= Text excerpt =
Anatomical Segmentation of the Prostate Gland from MRI Images using Deep Learning

Index

Overview
Installation
Configuration
Usage
Project Structure
Training
Results
Contributing
License
Acknowledgments

Overview

This repository provides a comprehensive pipeline for anatomical segmentation of the prostate gland from MRI images using deep learning techniques, as well as the reports from training a segmentation model using the nnU-Net framework. It focuses on multi-dataset preprocessing, analysis, and preparation for training segmentation models compatible with frameworks like nnU-Net and MONAI. A training script is also provided, using U-Net, although the reported metrics and results come from nnUnet. Notebooks with dataset exploration are provided, as well as modules for data analysis and manipulation.

The results, discussed in the Results section, show promising performance similar to state-of-the-art methods.

Goal and motivation

Automatic segmentation of prostate zones (PZ, TZ) is essential since ≈70–75% of clinically significant prostate cancers (csPCa) originate in the peripheral zone (PZ).

Also, the PI-RADS scoring system depends on anatomical zoning—DWI/ADC for lesions in PZ, T2W for TZ—requiring accurate zonal masks for correct lesion assessment.

Furthermore, manual zonal delineation on T2W images is time-consuming, tedious, and prone to inter- and intra-observer variability, especially given anatomical heterogeneity and low tissue contrast.

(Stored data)
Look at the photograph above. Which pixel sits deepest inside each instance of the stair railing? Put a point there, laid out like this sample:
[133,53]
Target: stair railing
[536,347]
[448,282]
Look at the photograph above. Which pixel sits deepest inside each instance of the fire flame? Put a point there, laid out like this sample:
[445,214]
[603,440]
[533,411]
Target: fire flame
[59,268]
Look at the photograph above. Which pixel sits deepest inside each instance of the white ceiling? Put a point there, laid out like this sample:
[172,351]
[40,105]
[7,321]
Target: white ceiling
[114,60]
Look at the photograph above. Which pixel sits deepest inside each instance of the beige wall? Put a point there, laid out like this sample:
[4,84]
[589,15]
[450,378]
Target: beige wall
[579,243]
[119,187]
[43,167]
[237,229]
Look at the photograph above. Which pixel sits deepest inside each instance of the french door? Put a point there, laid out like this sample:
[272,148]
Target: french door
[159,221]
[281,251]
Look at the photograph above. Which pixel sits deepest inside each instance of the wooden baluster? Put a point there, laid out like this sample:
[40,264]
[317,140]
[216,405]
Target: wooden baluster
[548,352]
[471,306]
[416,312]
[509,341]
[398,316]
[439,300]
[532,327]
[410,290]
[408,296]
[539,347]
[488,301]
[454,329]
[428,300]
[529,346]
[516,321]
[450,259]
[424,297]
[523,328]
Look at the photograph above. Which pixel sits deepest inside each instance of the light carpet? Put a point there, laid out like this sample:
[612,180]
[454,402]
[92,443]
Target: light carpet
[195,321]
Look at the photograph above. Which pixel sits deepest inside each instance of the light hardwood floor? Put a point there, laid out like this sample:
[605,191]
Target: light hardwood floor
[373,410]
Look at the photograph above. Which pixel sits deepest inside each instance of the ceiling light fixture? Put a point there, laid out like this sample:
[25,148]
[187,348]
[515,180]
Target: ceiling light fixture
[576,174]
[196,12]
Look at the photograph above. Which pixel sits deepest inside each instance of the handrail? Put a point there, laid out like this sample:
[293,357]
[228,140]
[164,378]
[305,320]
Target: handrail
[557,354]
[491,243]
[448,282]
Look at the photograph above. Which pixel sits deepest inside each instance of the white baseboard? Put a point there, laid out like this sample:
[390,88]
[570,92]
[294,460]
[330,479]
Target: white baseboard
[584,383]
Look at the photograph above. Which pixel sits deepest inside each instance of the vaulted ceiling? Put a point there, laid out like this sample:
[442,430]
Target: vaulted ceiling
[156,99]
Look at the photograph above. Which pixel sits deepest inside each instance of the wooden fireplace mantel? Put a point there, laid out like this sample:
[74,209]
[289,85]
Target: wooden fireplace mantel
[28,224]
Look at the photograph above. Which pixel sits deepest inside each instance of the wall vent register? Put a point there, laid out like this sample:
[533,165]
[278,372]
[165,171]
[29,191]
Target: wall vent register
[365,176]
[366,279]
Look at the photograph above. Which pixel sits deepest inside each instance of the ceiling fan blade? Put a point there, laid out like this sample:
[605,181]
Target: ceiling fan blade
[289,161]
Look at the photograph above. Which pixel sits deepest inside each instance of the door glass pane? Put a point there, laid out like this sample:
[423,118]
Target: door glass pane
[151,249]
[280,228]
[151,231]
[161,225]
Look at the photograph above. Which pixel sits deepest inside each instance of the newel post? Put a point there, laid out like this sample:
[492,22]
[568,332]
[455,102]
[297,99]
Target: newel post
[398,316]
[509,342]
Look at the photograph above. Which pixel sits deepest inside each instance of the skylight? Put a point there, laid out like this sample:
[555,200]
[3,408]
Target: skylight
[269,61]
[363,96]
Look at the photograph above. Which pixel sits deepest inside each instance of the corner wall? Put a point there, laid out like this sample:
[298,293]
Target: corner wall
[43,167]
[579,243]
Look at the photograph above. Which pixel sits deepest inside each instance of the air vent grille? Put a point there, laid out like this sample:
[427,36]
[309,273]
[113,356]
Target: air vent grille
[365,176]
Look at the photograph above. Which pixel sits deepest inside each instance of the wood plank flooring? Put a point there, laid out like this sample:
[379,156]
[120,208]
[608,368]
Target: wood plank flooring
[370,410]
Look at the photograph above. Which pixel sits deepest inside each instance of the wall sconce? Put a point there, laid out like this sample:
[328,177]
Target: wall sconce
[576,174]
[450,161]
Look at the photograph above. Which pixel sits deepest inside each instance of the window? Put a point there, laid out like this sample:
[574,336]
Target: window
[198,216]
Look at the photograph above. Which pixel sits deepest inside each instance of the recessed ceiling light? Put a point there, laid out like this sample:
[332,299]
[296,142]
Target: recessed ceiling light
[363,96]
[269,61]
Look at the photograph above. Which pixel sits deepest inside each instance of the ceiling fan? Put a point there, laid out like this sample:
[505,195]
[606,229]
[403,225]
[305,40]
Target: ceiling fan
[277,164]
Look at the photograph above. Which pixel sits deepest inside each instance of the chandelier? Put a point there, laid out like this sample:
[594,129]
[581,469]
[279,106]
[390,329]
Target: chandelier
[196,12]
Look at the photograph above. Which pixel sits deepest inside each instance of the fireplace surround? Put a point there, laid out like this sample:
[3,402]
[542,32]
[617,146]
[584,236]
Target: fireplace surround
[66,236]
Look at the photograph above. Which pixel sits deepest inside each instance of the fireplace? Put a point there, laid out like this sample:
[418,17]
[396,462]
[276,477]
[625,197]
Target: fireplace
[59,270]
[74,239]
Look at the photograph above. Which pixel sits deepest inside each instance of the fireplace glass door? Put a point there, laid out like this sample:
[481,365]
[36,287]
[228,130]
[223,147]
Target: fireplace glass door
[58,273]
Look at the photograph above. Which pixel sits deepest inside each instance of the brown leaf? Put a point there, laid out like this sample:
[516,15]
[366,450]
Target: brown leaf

= What is required =
Continue the overview of prostate gland segmentation from MRI with deep learning, picking up after its last sentence.

= Result of this task =
Since recent reviews show Dice scores ~0.90 (whole gland), ~0.87 (TZ), ~0.79 (PZ)—comparable to expert radiologists across varied datasets, the objective is to develop a model that can achieve similar performance, and attempt to make it more robust by utilizing multiple datasets.

Key Features

Multi-dataset support: Works with PICAI, Prostate158, and Medical Segmentation Decathlon datasets
Comprehensive preprocessing pipeline: Includes resampling, ROI extraction, N4 bias correction, and other data preparation steps
Parallel processing: Efficient batch processing with progress tracking
Data exploration tools: Interactive analysis and visualization of medical imaging datasets
nnU-Net compatibility: Automatic data structuring following nnU-Net conventions
Zonal segmentation: Support for peripheral zone (PZ) and transition zone (TZ) segmentation

Supported Datasets

Dataset	Description	Cases	Modalities	Link
PICAI	PI-CAI Challenge dataset with expert annotations for prostate cancer detection	1,500 public cases	T2w, DWI, ADC	pi-cai.grand-challenge.org
Prostate158	Expert-annotated 3T MRI dataset for anatomical zones and cancer detection	158 cases	T2w, DWI, ADC	GitHub
Medical Decathlon Task05	Prostate segmentation task from Medical Segmentation Decathlon	48 cases	T2w, ADC	medicaldecathlon.com

Installation

Prerequisites

Python 3.8 or higher
CUDA-compatible GPU (for training, preprocessing can be done in CPU in reasonable time)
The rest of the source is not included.